◆ Textabschnitt ◆
* * * *
Hans Jonas, Vorwort zu Das Prinzip Verantwortung (1979): „Der endgültig entfesselte Prometheus, dem die Wissenschaft nie gekannte Kräfte und die Wirtschaft den rastlosen Antrieb gibt, ruft nach einer Ethik, die durch freiwillige Zügel seine Macht da­vor zurückhält, dem Menschen zum Unheil zu werden. Dass die Verheißung der modernen Technik in Drohung umgeschlagen ist, oder diese sich mit jener unlösbar verbun­den hat, bildet die Aus­gangsthese des Buches. Sie geht über die Feststellung physischer Be­drohung hinaus. Die dem Menschenglück zugedachte Unterwer­fung der Natur hat im Übermaß ihres Erfolges zur größten Heraus­forderung geführt, die je dem menschlichen Sein aus eigenem Tun erwachsen ist.“

Vorwort zu Das Prinzip Verantwortung

Von Hans Jonas

Der endgültig entfesselte Prometheus, dem die Wissenschaft nie gekannte Kräfte und die Wirtschaft den rastlosen Antrieb gibt, ruft nach einer Ethik, die durch freiwillige Zügel seine Macht da­vor zurückhält, dem Menschen zum Unheil zu werden. Daß die Verheißung der modernen Technik in Drohung umgeschlagen ist, oder diese sich mit jener unlösbar verbun­den hat, bildet die Aus­gangsthese des Buches. Sie geht über die Feststellung physischer Be­drohung hinaus. Die dem Menschenglück zugedachte Unterwer­fung der Natur hat im Übermaß ihres Erfolges, der sich nun auch auf die Natur des Menschen selbst erstreckt, zur größten Heraus­forderung geführt, die je dem menschlichen Sein aus eigenem Tun erwachsen ist. Alles daran ist neuartig, dem Bisherigen un­ähnlich, der Art wie der Größenordnung nach: Was der Mensch heute tun kann und dann, in der unwiderstehlichen Ausübung dieses Könnens, weiterhin zu tun gezwungen ist, das hat nicht sei­nesgleichen in vergangener Erfahrung. Auf sie war alle bisherige Weisheit über rechtes Verhalten zugeschnitten. Keine überlieferte Ethik belehrt uns daher über die Normen von »Gut« und »Böse«, denen die ganz neuen Modalitäten der Macht und ihrer mög­lichen Schöpfungen zu unterstellen sind. Das Neuland kollektiver Praxis, das wir mit der Hochtechnologie betreten haben, ist für die ethische Theorie noch ein Niemandsland.
* * * *
◆ Aufgabe a ◆
Nenne alle Substantive im letzten Satz des Textabschnitts über das Vorwort zu „Das Prinzip Verantwortung“.
* * * *
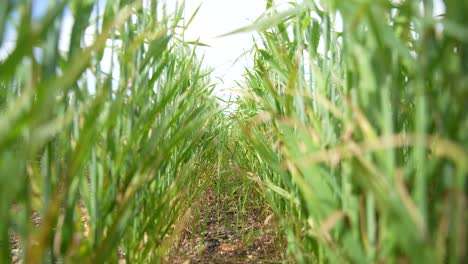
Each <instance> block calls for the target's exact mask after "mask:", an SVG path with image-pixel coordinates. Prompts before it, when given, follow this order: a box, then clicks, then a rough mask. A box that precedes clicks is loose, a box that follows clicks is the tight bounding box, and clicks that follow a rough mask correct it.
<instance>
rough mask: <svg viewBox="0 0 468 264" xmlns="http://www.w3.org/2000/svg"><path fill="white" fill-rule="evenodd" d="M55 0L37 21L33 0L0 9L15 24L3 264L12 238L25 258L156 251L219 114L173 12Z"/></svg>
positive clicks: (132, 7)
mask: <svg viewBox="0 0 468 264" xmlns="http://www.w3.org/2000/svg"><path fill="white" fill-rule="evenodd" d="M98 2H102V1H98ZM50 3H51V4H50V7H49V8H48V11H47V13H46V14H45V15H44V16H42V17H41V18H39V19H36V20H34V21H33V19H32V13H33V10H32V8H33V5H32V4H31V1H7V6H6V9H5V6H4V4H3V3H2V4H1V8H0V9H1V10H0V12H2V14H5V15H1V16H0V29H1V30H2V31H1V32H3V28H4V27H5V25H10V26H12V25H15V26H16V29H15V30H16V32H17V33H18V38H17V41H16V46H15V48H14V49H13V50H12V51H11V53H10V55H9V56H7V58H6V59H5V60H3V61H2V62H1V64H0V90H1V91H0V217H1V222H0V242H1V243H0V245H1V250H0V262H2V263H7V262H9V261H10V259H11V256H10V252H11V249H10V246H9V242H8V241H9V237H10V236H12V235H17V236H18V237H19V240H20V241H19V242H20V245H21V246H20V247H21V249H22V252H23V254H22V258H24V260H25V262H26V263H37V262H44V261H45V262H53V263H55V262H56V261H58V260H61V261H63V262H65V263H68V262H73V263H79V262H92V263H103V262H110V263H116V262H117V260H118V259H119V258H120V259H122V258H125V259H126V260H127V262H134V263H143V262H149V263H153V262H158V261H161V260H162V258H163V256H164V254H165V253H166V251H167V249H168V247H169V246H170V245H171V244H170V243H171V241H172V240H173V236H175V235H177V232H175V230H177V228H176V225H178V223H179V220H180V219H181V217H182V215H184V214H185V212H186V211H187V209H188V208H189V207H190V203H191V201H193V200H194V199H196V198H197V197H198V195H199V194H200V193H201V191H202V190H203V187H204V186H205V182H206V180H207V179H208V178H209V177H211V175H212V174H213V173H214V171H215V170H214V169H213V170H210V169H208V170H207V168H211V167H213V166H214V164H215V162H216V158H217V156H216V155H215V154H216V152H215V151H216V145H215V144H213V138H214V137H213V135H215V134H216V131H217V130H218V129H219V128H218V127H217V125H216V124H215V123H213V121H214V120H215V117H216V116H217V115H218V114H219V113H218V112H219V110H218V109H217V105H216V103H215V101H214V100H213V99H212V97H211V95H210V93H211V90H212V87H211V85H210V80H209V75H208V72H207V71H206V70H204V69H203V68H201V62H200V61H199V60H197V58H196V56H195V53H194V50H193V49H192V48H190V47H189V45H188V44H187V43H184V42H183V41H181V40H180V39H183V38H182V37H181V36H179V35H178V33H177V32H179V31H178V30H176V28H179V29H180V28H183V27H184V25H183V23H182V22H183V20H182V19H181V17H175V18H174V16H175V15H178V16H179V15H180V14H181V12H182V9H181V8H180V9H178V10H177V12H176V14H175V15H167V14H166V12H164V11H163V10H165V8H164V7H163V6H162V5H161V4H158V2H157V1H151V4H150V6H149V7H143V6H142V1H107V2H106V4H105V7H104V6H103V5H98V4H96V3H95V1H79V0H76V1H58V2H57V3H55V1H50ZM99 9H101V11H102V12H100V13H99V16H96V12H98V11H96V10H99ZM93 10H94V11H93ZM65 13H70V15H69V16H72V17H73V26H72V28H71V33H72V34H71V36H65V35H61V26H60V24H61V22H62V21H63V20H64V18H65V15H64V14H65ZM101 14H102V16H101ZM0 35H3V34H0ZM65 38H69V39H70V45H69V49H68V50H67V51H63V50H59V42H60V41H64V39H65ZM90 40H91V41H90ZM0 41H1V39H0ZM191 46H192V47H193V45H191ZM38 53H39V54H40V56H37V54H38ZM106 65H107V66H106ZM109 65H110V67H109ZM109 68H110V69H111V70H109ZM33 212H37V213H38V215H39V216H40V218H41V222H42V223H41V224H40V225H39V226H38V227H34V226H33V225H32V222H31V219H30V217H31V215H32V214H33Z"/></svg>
* * * *
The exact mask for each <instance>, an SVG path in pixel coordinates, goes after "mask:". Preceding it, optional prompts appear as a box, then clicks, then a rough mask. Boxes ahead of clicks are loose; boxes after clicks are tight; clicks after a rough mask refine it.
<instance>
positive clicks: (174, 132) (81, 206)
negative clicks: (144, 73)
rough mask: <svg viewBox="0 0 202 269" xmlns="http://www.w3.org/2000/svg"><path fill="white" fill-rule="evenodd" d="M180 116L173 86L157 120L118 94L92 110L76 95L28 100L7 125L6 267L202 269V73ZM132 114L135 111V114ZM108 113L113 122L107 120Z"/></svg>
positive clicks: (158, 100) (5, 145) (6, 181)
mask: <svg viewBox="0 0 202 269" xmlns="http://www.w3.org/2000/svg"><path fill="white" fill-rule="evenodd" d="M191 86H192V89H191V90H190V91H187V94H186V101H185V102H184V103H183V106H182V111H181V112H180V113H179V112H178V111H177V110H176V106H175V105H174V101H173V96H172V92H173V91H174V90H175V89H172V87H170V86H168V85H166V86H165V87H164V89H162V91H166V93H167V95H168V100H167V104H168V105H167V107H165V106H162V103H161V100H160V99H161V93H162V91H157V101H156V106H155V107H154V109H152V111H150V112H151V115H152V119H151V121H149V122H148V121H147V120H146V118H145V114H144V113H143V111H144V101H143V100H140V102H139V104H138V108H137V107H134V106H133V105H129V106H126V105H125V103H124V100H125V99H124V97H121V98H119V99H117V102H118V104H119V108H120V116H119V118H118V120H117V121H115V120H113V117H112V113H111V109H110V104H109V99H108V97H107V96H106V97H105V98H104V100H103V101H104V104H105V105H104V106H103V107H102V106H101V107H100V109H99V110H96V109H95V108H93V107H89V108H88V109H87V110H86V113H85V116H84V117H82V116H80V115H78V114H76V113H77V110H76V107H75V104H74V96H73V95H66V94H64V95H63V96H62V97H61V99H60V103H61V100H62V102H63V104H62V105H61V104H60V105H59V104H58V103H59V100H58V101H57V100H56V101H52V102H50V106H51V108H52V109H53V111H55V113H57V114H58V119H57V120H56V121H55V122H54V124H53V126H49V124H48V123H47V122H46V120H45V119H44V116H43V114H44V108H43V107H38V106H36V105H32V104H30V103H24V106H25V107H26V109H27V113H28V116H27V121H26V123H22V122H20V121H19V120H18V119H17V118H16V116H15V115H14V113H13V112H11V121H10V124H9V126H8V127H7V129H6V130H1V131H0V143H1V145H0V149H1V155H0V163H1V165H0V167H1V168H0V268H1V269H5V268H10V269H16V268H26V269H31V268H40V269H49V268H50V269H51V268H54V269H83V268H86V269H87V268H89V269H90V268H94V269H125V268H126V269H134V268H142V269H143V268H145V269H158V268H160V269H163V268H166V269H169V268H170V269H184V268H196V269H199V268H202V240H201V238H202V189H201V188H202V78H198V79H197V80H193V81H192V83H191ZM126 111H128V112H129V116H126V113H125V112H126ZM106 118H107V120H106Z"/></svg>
* * * *
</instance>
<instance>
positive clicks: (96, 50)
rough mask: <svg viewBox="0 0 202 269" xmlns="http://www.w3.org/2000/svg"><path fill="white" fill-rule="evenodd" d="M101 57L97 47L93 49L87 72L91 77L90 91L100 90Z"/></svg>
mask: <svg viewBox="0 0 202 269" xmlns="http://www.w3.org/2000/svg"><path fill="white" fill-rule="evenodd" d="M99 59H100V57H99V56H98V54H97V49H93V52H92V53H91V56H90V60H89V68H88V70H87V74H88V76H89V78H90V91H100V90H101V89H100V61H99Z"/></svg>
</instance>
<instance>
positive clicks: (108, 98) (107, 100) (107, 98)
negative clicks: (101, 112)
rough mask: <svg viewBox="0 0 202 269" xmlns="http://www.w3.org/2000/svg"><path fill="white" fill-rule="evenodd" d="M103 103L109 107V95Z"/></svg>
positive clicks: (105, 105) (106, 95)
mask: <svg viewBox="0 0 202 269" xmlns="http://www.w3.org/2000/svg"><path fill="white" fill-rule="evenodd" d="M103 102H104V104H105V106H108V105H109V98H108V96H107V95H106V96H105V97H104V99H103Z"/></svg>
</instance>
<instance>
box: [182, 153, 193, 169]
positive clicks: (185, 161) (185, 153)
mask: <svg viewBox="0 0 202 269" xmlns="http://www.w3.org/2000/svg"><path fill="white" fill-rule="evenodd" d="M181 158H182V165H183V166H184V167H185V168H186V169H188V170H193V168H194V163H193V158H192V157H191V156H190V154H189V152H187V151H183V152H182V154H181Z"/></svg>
* * * *
◆ Aufgabe b ◆
Gib aus den Datensätzen die Zeilen zwischen der Zeile mit „Each <instance> block“ und der Zeile mit „positive clicks: (132, 7)“ wortgetreu wieder, beide eingeschlossen.

◆ Antwort a ◆
Neuland, Praxis, Hochtechnologie, Theorie, Niemandsland

◆ Antwort b ◆
Each <instance> block calls for the target's exact mask after "mask:", an SVG path with image-pixel coordinates. Prompts before it, when given, follow this order: a box, then clicks, then a rough mask. A box that precedes clicks is loose, a box that follows clicks is the tight bounding box, and clicks that follow a rough mask correct it.
<instance>
rough mask: <svg viewBox="0 0 468 264" xmlns="http://www.w3.org/2000/svg"><path fill="white" fill-rule="evenodd" d="M55 0L37 21L33 0L0 9L15 24L3 264L12 238L25 258L156 251L219 114L173 12Z"/></svg>
positive clicks: (132, 7)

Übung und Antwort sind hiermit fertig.